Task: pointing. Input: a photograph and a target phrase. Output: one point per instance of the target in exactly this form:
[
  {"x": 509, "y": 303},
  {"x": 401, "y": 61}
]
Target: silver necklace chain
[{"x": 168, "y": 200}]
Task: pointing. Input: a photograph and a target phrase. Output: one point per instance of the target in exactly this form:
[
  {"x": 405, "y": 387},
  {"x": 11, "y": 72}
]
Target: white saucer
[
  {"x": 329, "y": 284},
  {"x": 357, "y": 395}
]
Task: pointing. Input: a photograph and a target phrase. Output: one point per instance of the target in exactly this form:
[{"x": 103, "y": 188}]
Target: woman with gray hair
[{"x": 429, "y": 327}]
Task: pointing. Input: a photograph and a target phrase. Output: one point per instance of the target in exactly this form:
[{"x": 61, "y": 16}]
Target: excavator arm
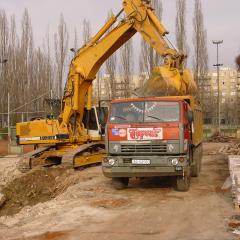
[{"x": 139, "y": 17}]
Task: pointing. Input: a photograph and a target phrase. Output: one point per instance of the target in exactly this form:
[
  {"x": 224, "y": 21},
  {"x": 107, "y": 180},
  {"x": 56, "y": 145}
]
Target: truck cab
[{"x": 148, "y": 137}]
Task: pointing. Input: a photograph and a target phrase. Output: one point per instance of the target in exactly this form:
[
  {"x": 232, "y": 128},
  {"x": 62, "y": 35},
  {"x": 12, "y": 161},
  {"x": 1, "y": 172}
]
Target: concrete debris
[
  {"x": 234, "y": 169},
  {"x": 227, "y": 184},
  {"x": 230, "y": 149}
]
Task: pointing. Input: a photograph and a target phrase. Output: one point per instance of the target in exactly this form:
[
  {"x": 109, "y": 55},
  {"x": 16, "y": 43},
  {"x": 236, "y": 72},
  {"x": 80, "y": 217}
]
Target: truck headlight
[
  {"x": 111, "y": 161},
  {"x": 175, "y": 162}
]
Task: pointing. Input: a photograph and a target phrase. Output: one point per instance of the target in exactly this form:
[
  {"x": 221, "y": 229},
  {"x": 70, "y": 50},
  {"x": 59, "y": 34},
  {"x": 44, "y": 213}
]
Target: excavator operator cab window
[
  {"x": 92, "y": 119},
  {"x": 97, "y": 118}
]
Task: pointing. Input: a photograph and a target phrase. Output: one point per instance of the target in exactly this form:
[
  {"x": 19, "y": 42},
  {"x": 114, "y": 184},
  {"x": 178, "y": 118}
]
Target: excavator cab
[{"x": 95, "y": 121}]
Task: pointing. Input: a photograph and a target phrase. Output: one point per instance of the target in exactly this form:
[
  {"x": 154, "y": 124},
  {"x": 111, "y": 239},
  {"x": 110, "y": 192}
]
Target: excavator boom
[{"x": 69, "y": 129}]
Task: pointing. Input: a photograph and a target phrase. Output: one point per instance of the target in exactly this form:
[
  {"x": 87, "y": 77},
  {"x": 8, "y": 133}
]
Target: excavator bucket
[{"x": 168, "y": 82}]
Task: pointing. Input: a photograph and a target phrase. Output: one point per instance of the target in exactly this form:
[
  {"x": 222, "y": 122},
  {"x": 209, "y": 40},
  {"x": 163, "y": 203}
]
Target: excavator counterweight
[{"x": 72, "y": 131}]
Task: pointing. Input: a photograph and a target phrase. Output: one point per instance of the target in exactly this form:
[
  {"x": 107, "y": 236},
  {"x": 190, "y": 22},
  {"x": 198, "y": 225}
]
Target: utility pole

_____

• Assigned task:
Return every line shown above without changing a word, and skip the pictures.

• Exercise solution:
Task: pointing. Input: a photograph and a target phrase. Output: one point per instance of the target in exactly this form:
[
  {"x": 509, "y": 303},
  {"x": 401, "y": 61}
]
Target: silver necklace chain
[{"x": 168, "y": 200}]
Task: pointing. Input: a photograph and a target phrase. Output: one point per instance of the target in exactly this form:
[
  {"x": 405, "y": 387},
  {"x": 11, "y": 72}
]
Target: white saucer
[
  {"x": 329, "y": 284},
  {"x": 357, "y": 395}
]
Task: pointing. Input: a photograph and a target phrase. Output: one point per instance of the target in exactly this form:
[{"x": 103, "y": 188}]
Target: woman with gray hair
[{"x": 429, "y": 327}]
Task: pointing. Input: a photograph and a target phrase. Output: one point per instance of the target in exactly this form:
[{"x": 61, "y": 16}]
Target: excavator arm
[{"x": 139, "y": 17}]
Task: pointing. Input: a photograph and a target phrase. Output: one point per instance of the target in exactly this form:
[
  {"x": 224, "y": 21},
  {"x": 107, "y": 180},
  {"x": 56, "y": 145}
]
Target: truck cab
[{"x": 148, "y": 137}]
Task: pointing. Input: a photograph and a target phrase. Output: one point per instance of the target in exactly this form:
[
  {"x": 232, "y": 128},
  {"x": 62, "y": 35},
  {"x": 12, "y": 161},
  {"x": 1, "y": 172}
]
Target: concrete debris
[
  {"x": 234, "y": 169},
  {"x": 227, "y": 184},
  {"x": 230, "y": 149}
]
Task: pointing. Input: a photograph and a target phrase. Output: one point per instance of the target in exactly this form:
[
  {"x": 109, "y": 55},
  {"x": 16, "y": 43},
  {"x": 236, "y": 72},
  {"x": 80, "y": 217}
]
Target: truck headlight
[
  {"x": 111, "y": 161},
  {"x": 175, "y": 162}
]
Task: pointing. Input: a photograph and a target phrase. Output: one point per instance of the target in exactly this form:
[
  {"x": 221, "y": 229},
  {"x": 70, "y": 50},
  {"x": 59, "y": 34},
  {"x": 44, "y": 213}
]
Target: excavator operator cab window
[
  {"x": 92, "y": 119},
  {"x": 97, "y": 118}
]
Task: pointing. Input: a photograph and a target phrase. Output: one point per instance of the target in exactly this form:
[
  {"x": 19, "y": 42},
  {"x": 114, "y": 184},
  {"x": 178, "y": 118}
]
Target: excavator cab
[{"x": 95, "y": 121}]
Task: pointing. Input: a photograph and a target phrase. Output: one point per instance of the target in exactly this form:
[
  {"x": 154, "y": 124},
  {"x": 111, "y": 239},
  {"x": 110, "y": 192}
]
Target: excavator boom
[{"x": 69, "y": 129}]
Task: pointing. Input: a photograph and a target phrase. Output: one point per instance of the target in exactly this form:
[
  {"x": 87, "y": 77},
  {"x": 8, "y": 133}
]
Target: excavator bucket
[{"x": 168, "y": 82}]
Task: pointing. Input: a photograph and a target phrase. Output: one point per instance of the target in exactly this form:
[
  {"x": 222, "y": 122},
  {"x": 209, "y": 40},
  {"x": 163, "y": 203}
]
Target: excavator counterweight
[{"x": 72, "y": 131}]
Task: pointing. Input: a photograph and a target phrase. Output: one point per instance of the target in exactly this form:
[
  {"x": 107, "y": 236},
  {"x": 190, "y": 22},
  {"x": 198, "y": 225}
]
Target: utility pole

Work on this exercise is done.